Rows of box annotation data:
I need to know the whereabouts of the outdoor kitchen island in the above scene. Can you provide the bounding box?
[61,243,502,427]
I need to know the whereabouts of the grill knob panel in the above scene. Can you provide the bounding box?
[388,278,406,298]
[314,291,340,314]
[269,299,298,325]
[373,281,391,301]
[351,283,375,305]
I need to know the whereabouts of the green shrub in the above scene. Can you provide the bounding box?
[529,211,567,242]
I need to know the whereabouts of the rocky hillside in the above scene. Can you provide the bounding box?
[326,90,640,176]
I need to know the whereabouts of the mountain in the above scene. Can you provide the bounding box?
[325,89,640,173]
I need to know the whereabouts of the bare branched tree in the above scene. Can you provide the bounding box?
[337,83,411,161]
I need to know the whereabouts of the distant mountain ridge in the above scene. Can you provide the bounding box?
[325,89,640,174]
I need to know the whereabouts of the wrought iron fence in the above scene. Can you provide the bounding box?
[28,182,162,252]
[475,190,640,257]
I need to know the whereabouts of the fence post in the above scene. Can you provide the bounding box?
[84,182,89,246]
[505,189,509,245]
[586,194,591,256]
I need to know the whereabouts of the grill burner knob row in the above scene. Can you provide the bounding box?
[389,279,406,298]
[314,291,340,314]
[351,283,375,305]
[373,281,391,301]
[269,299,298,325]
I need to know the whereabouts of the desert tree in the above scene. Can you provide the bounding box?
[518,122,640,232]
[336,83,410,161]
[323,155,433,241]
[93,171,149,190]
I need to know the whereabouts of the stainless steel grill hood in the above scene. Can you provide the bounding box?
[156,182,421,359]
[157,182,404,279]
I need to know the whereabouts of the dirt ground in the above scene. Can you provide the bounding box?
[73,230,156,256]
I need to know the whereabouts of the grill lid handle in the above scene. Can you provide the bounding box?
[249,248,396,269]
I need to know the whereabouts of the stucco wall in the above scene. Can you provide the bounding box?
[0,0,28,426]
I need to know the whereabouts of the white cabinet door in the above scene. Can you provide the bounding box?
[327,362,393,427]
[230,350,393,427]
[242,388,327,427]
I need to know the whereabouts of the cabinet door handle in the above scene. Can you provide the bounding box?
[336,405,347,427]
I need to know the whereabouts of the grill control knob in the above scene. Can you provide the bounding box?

◆ **Written instruction**
Please scale the records from the start through the line that contains "[475,190,640,257]", inclusive. Repeat every line with the requests included, and multiply each box coordinate in the answers by 0.55, rounding to whole numbers with halves going up.

◆ **Response**
I need to know the whereabouts of the outdoor kitchen island in the above scene. Can you provide the bounding box?
[34,134,276,235]
I need to know the whereabouts of the grill knob panel in the above scene. Can you provide the bounding box?
[213,153,223,164]
[173,160,187,173]
[148,164,164,179]
[205,155,215,166]
[193,156,206,168]
I need to know the whereabouts of the green shrub in the above scene. Can you provide the bounding box?
[291,116,312,133]
I need to know the whereabouts of the rocky hillside in the above scene. Can you provide the bounding box?
[179,50,352,97]
I need to know the whereabouts of the mountain in the above scene. Can you provide the bounding box?
[179,49,352,95]
I need to know the whereabouts of the bare branched tree in the above scene. Can you provide the bounding box?
[185,46,226,89]
I need to know the whereabouts of the distant mountain ridge in the above scene. Can you provide the bounding box?
[179,49,352,96]
I need to know the whereabouts of the wrought iron fence in the above scene. Can you provide the bounding box?
[15,100,89,139]
[261,105,352,141]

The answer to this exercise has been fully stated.